Exercise instructions:
1. Please repeat the MySQL-on-OSv post word for word from "More specifically, one" to "to that end.".
2. Which function names in the MySQL-on-OSv post are written with trailing parentheses? List every one.
3. Pick up the MySQL-on-OSv post after its final sentence and keep writing it.

Provided passage:
Hi all,
I am working on scaling MySQL on top of OSv on large VMs (32 vcpus), and I wanted to share with you several observations and performance/scalability issues that I have encountered so far.
In general, the performance of MySQL on top of OSv out of the box is about 7x worse for a read-only workloads and about 5x worse for a read-write workloads, compared to running the same on top of Linux as a guest (exact details on the setup below). In most cases it appears that there is very little concurrency permitted by OSv and as a result most of the MySQL server threads are blocked and the OSv vcpus are mosty idle.
More specifically, one of the first issues is the mempool. As MySQL does memory allocations (via std malloc), which frequently exceed the size of a page, these end up on the malloc_large() codepath which takes a lfmutex (WITH_LOCK), and effectively permits no concurrency. This hampers performance significantly (even on the free() path). It looks like that MySQL would greatly benefit from having underneath a memory allocator which also pools memory for large allocations, and provides lock-free fast-paths to that end.
Now, I have worked-around the issue temporarily (by pooling memory on the MySQL side), in order to see if this removes the bottleneck. Unfortunately, there are many other places in the code that prevent MySQL from scaling.
The next issue is related with the pthread-based rwlocks. OSv implements those via the std::lock_guard<mutex>, which in turn leverages the OSv lfmutex. This means that even read-acquisitions (pthread_rwlock_rdlock()) need to block (as they have to acquire the lfmutex), and thus again the MySQL server threads cannot proceed concurrently.
Similar issues manifest after working around instances of the above problem. For example, concurrent calls to the vfs access() also end up taking a lock and putting the server threads to sleep (via namei/dentry_lookup mutex lock).
In all cases that I have encountered, it was beneficial for the performance to either avoid the code paths that involve acquiring the lfmutex where possible, or simply to switch to a spinlock-based locking scheme. As this is clearly in contrast to the design decisions behind not using spinlocks in OSv (due to the lock holder preemption issue), your input and suggestions would be most welcome here.
On 02/29/2016 05:47 PM, Huawei DBERC wrote:
Hi all,
I am working on scaling MySQL on top of OSv on large VMs (32 vcpus), and I wanted to share with you several observations and performance/scalability issues that I have encountered so far.

Extracted records:
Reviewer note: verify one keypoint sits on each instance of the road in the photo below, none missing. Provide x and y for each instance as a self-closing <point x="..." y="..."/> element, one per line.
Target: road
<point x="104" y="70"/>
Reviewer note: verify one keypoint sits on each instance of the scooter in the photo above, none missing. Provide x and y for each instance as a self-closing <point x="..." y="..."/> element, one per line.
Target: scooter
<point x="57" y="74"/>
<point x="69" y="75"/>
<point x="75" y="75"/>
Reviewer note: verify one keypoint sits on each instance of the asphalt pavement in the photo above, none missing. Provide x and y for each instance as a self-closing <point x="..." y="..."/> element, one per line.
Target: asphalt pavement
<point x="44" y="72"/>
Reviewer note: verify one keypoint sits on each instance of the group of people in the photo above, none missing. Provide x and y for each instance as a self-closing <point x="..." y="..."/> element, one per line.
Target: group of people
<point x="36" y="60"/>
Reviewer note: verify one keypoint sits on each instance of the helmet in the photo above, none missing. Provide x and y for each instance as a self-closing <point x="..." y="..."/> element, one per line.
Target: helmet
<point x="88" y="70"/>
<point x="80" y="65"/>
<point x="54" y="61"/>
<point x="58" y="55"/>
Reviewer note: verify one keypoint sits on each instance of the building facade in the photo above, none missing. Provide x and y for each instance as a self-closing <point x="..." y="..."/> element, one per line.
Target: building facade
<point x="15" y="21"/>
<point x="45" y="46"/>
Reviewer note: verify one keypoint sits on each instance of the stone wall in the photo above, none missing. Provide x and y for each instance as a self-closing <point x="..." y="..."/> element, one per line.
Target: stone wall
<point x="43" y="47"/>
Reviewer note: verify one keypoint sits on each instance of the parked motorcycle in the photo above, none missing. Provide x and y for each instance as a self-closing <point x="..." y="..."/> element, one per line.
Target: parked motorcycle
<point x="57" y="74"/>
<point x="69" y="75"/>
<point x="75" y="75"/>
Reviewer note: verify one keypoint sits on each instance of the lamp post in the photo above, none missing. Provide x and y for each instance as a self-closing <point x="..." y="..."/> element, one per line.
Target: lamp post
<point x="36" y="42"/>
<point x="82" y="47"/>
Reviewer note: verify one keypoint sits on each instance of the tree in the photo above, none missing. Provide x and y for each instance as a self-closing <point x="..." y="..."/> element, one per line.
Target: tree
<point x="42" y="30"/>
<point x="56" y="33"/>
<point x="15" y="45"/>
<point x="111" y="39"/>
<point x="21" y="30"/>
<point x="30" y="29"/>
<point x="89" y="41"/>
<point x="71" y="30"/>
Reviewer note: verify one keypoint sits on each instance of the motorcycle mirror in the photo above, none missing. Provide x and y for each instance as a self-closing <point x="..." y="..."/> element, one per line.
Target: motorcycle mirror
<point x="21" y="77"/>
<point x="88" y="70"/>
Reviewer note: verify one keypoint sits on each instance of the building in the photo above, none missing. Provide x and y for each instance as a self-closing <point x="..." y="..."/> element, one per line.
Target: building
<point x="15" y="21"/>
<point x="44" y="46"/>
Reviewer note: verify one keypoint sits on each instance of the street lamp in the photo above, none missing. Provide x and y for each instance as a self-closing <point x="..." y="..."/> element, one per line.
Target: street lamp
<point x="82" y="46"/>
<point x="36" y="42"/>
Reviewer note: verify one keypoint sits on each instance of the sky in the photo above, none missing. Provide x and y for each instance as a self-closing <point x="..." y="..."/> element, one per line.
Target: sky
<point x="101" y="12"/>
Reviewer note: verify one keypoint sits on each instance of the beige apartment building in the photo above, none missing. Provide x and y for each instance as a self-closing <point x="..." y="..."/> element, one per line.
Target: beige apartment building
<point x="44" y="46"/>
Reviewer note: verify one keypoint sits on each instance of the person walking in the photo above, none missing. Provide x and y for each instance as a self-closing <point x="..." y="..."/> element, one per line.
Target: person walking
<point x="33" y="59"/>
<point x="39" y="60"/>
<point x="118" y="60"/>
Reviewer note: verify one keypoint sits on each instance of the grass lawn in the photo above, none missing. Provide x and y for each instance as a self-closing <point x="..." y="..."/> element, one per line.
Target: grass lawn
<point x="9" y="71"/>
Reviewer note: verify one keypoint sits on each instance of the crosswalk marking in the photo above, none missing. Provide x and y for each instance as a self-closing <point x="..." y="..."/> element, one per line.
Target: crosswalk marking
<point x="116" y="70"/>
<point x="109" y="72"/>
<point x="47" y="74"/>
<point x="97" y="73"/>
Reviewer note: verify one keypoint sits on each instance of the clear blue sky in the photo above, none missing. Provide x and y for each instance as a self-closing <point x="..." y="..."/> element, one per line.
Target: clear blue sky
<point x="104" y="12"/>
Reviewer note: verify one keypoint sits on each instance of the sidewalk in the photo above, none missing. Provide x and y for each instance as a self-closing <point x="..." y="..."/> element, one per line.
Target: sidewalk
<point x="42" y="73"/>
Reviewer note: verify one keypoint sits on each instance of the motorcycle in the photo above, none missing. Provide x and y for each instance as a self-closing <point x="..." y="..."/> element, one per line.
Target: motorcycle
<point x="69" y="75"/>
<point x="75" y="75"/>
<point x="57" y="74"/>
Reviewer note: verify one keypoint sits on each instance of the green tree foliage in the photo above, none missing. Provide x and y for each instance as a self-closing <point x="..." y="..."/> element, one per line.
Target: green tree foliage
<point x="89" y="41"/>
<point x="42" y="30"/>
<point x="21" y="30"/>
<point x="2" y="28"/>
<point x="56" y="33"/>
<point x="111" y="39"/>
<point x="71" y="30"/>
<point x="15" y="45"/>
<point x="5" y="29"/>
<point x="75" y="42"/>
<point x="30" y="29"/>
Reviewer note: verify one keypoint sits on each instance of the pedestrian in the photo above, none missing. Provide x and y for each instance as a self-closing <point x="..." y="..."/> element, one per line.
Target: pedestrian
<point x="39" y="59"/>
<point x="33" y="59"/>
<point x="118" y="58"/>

Written answers:
1.
More specifically, one of the first issues is the mempool. As MySQL does memory allocations (via std malloc), which frequently exceed the size of a page, these end up on the malloc_large() codepath which takes a lfmutex (WITH_LOCK), and effectively permits no concurrency. This hampers performance significantly (even on the free() path). It looks like that MySQL would greatly benefit from having underneath a memory allocator which also pools memory for large allocations, and provides lock-free fast-paths to that end.

2.
- malloc_large()
- free()
- pthread_rwlock_rdlock()
- access()

3.
In general, the performance of MySQL on top of OSv out of the box is about 7x worse for a read-only workloads and about 5x worse for a read-write workloads, compared to running the same on top of Linux as a guest (exact details on the setup below). In most cases it appears that there is very little concurrency permitted by OSv and as a result most of the MySQL server threads are blocked and the OSv vcpus are mosty idle.
More specifically, one of the first issues is the mempool. As MySQL does memory allocations (via std malloc), which frequently exceed the size of a page, these end up on the malloc_large() codepath which takes a lfmutex (WITH_LOCK), and effectively permits no concurrency. This hampers performance significantly (even on the free() path). It looks like that MySQL would greatly benefit from having underneath a memory allocator which also pools memory for large allocations, and provides lock-free fast-paths to that end.
Now, I have worked-around the issue temporarily (by pooling memory on the MySQL side), in order to see if this removes the bottleneck. Unfortunately, there are many other places in the code that prevent MySQL from scaling.
The next issue is related with the pthread-based rwlocks. OSv implements those via the std::lock_guard<mutex>, which in turn leverages the OSv lfmutex. This means that even read-acquisitions (pthread_rwlock_rdlock()) need to block (as they have to acquire the lfmutex), and thus again the MySQL server threads cannot proceed concurrently.
Similar issues manifest after working around instances of the above problem. For example, concurrent calls to the vfs access() also end up taking a lock and putting the server threads to sleep (via namei/dentry_lookup mutex lock).
In all cases that I have encountered, it was beneficial for the performance to either avoid the code paths that involve acquiring the lfmutex where possible, or simply to switch to a spinlock-based locking scheme. As this is clearly in contrast to the design decisions behind not using spinlocks in OSv (due to the lock holder preemption issue), your input and suggestions would be most welcome here.
Probably the best approach is a specialized implementation for a rwlock that uses cmpxchg when there are no lock owners, or only readers, and falls back to the mutex if it detects a writer (or when acquiring the rwlock for write).
Best regards,Antonis--
You received this message because you are subscribed to the Google Groups "OSv Development" group.
To unsubscribe from this group and stop receiving emails from it, send an email to osv-dev+u...@googlegroups.com.
For more options, visit https://groups.google.com/d/optout.
Hi all,I am working on scaling MySQL on top of OSv on large VMs (32 vcpus), and I wanted to share with you several observations and performance/scalability issues that I have encountered so far.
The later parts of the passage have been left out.